[Stored items from a collection]
==================================================
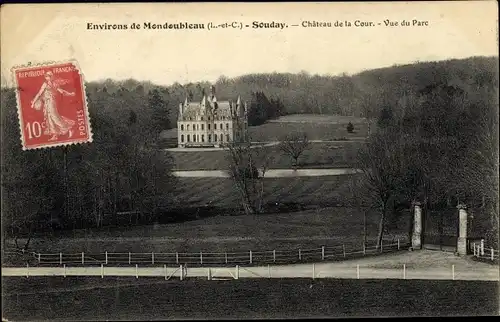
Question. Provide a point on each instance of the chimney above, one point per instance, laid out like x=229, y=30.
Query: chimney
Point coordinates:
x=180, y=110
x=212, y=91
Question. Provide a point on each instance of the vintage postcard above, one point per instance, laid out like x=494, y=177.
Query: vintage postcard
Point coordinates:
x=249, y=160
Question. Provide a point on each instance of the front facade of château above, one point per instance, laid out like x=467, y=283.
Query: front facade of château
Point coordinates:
x=210, y=123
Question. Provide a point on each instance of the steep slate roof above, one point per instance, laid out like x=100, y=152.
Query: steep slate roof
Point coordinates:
x=223, y=107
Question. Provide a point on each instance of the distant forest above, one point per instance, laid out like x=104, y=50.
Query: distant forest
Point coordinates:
x=363, y=95
x=122, y=170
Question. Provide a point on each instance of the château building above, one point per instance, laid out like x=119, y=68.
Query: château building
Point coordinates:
x=211, y=123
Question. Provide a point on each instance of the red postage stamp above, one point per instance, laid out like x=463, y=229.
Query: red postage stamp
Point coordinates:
x=52, y=105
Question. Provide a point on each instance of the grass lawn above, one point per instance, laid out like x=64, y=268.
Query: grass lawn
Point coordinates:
x=318, y=155
x=56, y=298
x=304, y=230
x=321, y=118
x=222, y=192
x=275, y=131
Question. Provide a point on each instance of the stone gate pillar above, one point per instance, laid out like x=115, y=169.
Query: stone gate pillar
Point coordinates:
x=462, y=230
x=416, y=236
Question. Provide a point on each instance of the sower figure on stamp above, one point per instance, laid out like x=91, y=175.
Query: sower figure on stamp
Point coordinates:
x=55, y=124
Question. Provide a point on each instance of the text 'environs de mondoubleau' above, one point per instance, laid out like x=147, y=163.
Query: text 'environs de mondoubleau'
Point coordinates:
x=145, y=25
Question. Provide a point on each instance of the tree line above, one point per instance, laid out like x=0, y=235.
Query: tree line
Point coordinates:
x=439, y=147
x=89, y=185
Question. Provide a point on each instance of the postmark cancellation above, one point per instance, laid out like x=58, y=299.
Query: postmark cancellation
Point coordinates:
x=51, y=105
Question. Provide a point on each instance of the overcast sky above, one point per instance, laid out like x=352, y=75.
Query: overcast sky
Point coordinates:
x=39, y=33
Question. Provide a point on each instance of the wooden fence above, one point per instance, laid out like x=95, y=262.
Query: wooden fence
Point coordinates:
x=250, y=258
x=483, y=252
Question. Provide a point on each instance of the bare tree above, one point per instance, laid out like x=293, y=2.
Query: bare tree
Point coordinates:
x=294, y=145
x=380, y=169
x=247, y=167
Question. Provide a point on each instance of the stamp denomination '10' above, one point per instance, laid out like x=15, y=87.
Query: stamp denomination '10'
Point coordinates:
x=51, y=105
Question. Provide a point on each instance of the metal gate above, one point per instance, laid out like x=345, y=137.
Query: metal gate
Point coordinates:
x=440, y=229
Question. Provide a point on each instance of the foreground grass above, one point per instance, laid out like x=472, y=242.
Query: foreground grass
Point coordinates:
x=149, y=299
x=305, y=229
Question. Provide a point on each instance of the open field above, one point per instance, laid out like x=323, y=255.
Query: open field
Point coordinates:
x=318, y=155
x=306, y=229
x=320, y=118
x=317, y=127
x=76, y=298
x=222, y=192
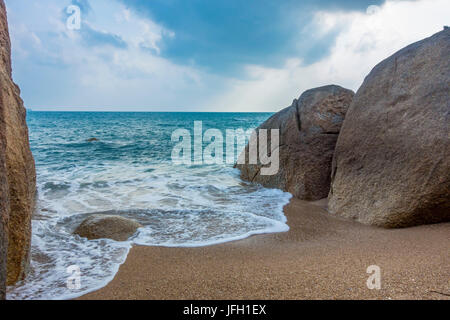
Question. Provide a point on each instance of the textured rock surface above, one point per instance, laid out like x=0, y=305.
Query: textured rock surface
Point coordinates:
x=99, y=226
x=392, y=161
x=308, y=133
x=20, y=171
x=4, y=213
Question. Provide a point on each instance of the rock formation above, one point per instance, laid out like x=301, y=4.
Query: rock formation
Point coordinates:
x=17, y=172
x=100, y=226
x=308, y=132
x=391, y=167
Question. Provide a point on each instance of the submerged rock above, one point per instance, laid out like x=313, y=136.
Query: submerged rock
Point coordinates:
x=308, y=133
x=17, y=171
x=392, y=162
x=100, y=226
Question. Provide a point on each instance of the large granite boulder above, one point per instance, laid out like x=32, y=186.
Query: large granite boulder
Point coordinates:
x=4, y=214
x=101, y=226
x=308, y=133
x=17, y=174
x=392, y=162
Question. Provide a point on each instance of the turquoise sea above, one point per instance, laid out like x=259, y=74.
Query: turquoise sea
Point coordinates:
x=128, y=171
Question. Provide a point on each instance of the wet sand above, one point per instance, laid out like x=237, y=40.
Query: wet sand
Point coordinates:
x=321, y=257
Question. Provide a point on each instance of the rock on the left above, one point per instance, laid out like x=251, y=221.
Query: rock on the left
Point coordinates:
x=17, y=172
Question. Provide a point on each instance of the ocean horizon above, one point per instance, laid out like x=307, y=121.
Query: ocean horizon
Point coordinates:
x=120, y=163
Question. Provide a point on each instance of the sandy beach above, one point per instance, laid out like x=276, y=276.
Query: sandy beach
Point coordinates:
x=321, y=257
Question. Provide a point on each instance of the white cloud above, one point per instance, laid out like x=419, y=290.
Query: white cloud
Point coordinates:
x=364, y=40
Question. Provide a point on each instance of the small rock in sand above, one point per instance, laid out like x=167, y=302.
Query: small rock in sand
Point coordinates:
x=100, y=226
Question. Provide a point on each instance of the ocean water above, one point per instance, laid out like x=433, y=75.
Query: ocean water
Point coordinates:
x=129, y=172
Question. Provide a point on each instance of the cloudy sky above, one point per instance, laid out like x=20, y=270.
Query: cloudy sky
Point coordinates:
x=204, y=55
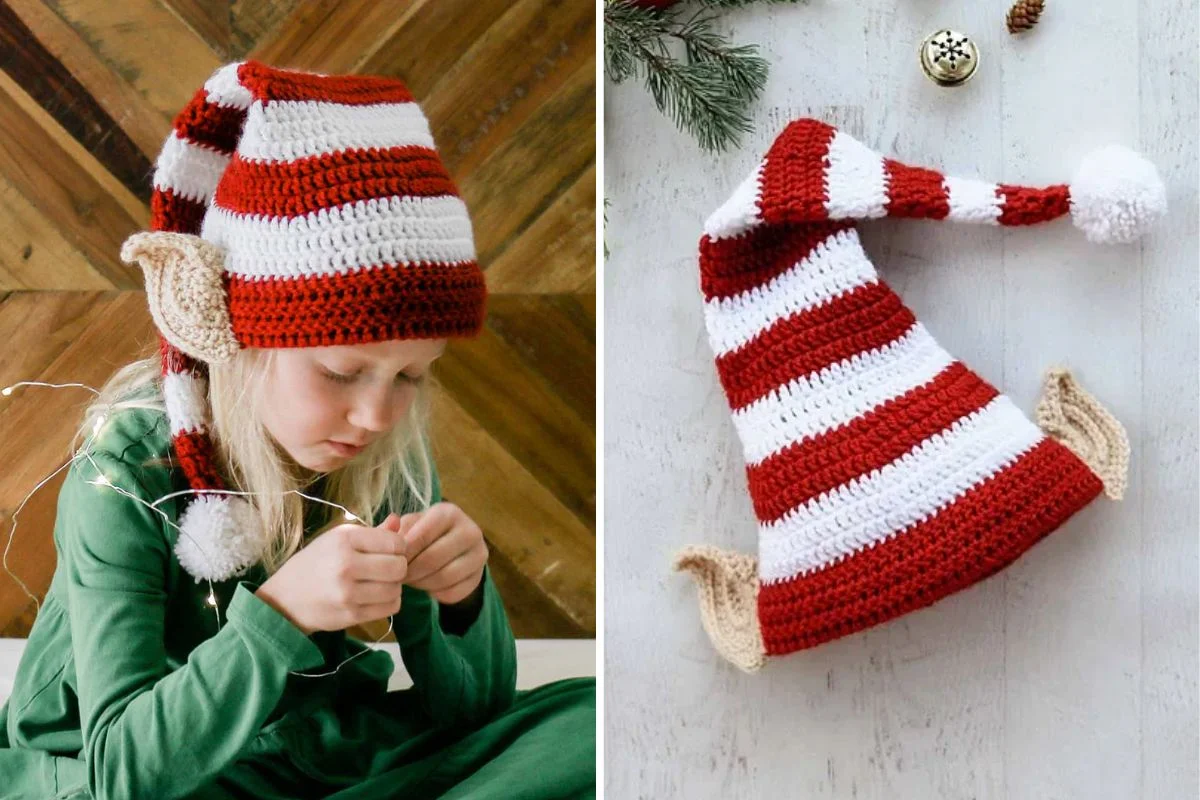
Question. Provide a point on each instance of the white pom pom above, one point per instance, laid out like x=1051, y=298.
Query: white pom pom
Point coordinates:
x=1116, y=196
x=220, y=537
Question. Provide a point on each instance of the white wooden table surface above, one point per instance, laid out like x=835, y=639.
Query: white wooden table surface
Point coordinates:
x=1073, y=674
x=539, y=661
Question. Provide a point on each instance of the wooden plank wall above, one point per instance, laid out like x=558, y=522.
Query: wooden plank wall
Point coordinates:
x=87, y=97
x=1072, y=674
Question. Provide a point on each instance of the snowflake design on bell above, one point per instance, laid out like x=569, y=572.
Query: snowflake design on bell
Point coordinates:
x=951, y=48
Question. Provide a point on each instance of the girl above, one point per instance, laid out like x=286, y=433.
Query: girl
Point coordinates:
x=264, y=482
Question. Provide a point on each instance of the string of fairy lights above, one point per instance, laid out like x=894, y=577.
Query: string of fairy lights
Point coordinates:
x=105, y=482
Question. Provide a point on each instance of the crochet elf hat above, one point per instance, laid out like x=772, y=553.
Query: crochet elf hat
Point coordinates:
x=883, y=473
x=292, y=209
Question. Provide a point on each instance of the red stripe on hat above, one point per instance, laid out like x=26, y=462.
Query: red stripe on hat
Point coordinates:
x=856, y=322
x=195, y=453
x=372, y=305
x=298, y=187
x=268, y=83
x=981, y=533
x=730, y=266
x=174, y=212
x=217, y=127
x=1021, y=205
x=793, y=182
x=916, y=192
x=807, y=469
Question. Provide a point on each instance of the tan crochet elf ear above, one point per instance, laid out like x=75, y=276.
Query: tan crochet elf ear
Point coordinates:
x=185, y=292
x=1069, y=414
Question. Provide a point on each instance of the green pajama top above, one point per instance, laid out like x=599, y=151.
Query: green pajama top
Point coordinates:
x=130, y=689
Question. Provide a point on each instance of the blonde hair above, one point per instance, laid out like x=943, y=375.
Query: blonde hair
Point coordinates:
x=395, y=469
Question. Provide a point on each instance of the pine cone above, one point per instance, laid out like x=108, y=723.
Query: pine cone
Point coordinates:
x=1024, y=14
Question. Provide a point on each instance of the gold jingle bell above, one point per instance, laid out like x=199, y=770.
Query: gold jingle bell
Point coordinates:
x=948, y=58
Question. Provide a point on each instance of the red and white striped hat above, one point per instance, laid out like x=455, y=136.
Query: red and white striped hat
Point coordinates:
x=292, y=209
x=885, y=474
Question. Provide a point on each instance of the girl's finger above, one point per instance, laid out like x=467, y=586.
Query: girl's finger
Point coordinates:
x=457, y=570
x=373, y=593
x=460, y=590
x=376, y=566
x=429, y=528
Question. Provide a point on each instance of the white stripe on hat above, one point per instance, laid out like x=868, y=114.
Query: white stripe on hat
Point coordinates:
x=972, y=200
x=827, y=400
x=357, y=235
x=293, y=130
x=741, y=212
x=834, y=268
x=187, y=169
x=856, y=180
x=185, y=396
x=909, y=491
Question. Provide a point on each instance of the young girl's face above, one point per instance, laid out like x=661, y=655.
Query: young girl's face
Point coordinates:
x=351, y=394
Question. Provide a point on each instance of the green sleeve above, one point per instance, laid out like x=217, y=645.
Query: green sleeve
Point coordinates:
x=149, y=732
x=461, y=678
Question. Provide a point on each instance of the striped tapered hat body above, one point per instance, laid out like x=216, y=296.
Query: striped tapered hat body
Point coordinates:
x=885, y=474
x=339, y=224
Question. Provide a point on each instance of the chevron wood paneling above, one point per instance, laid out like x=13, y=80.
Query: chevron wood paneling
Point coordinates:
x=87, y=97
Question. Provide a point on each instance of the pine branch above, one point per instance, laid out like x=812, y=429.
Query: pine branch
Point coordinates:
x=708, y=94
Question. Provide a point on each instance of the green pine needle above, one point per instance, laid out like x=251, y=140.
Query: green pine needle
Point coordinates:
x=708, y=92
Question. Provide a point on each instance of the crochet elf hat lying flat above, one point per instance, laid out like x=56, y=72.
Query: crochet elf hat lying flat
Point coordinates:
x=292, y=209
x=885, y=474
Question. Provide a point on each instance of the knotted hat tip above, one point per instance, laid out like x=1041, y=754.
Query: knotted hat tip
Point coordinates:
x=220, y=537
x=1116, y=196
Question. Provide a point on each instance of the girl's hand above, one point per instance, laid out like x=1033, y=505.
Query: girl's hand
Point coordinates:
x=445, y=549
x=347, y=576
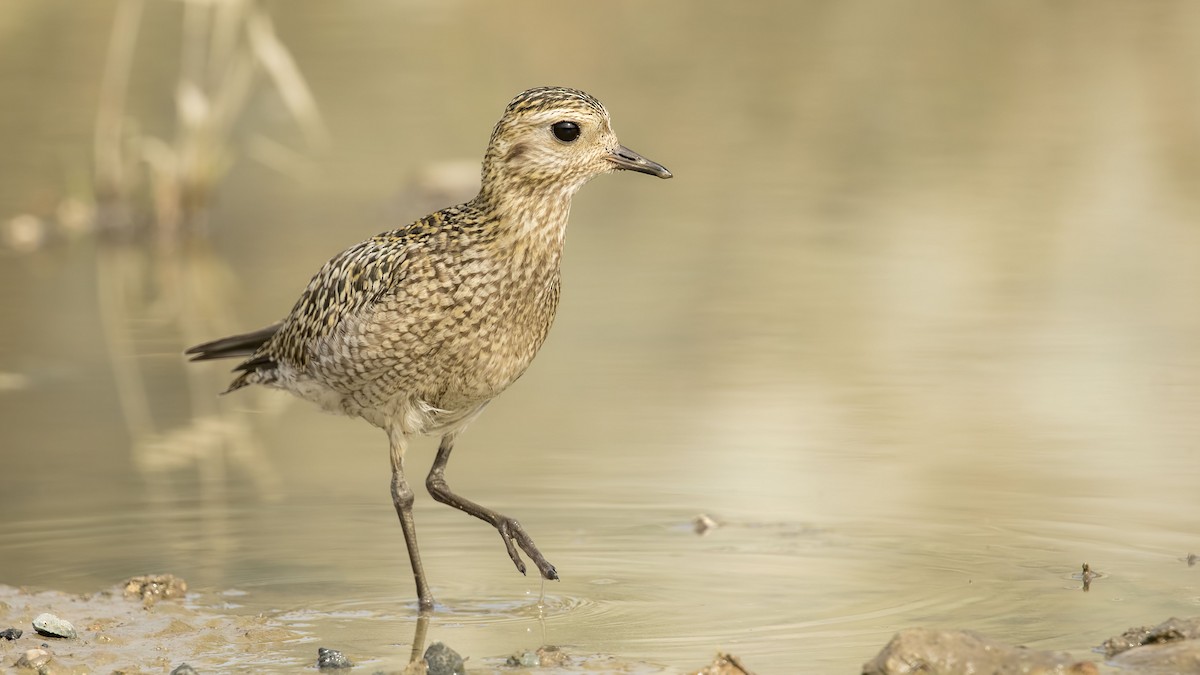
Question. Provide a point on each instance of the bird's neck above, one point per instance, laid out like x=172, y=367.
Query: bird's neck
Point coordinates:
x=531, y=215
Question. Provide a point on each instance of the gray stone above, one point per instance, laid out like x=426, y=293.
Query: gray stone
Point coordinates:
x=441, y=659
x=951, y=652
x=331, y=659
x=53, y=627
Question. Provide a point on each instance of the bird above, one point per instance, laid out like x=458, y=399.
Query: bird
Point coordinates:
x=418, y=328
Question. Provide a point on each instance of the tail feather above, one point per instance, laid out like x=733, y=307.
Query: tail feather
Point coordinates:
x=234, y=346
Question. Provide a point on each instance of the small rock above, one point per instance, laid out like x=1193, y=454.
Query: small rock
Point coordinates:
x=441, y=659
x=703, y=524
x=331, y=658
x=526, y=659
x=1170, y=631
x=1161, y=658
x=154, y=587
x=35, y=658
x=53, y=627
x=945, y=652
x=724, y=664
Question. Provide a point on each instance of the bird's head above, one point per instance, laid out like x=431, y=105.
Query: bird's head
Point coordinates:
x=552, y=138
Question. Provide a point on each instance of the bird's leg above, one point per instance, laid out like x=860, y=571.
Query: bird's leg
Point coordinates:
x=402, y=496
x=509, y=529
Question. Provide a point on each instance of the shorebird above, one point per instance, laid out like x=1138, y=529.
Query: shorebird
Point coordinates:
x=417, y=329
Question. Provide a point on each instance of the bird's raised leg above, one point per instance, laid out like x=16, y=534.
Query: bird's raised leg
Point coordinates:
x=402, y=497
x=509, y=529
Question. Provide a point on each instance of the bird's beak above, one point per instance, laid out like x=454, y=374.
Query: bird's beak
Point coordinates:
x=627, y=159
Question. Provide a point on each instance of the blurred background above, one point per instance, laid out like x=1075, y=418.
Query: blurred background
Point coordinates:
x=917, y=323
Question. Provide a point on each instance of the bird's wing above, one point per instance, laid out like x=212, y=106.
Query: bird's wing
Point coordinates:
x=345, y=286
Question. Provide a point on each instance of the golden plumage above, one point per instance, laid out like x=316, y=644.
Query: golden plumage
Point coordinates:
x=418, y=328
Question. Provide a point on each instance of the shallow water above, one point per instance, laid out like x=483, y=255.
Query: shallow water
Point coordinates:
x=917, y=320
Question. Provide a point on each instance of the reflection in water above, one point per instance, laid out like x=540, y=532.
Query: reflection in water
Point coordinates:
x=150, y=296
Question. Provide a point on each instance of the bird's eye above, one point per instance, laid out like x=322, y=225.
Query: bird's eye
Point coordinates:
x=565, y=131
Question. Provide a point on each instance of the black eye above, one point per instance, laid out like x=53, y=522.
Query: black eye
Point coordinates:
x=565, y=131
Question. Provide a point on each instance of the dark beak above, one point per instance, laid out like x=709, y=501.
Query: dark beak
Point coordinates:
x=627, y=159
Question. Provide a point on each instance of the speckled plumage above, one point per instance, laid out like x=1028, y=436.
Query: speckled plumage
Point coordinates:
x=418, y=328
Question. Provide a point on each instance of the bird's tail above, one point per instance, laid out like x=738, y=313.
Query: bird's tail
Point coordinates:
x=234, y=346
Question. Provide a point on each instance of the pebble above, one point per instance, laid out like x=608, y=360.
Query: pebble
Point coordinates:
x=53, y=627
x=35, y=658
x=441, y=659
x=331, y=658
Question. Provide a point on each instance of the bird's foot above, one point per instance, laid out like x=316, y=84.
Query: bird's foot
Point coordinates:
x=513, y=532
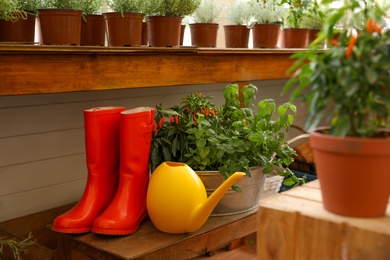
==================================================
Work to complete - Report each line of the entries where the word "black" occurs.

Problem solution -
Question. Provide a point on each instance of the black eye above, one point per instance, laid out like x=53, y=522.
Query: black eye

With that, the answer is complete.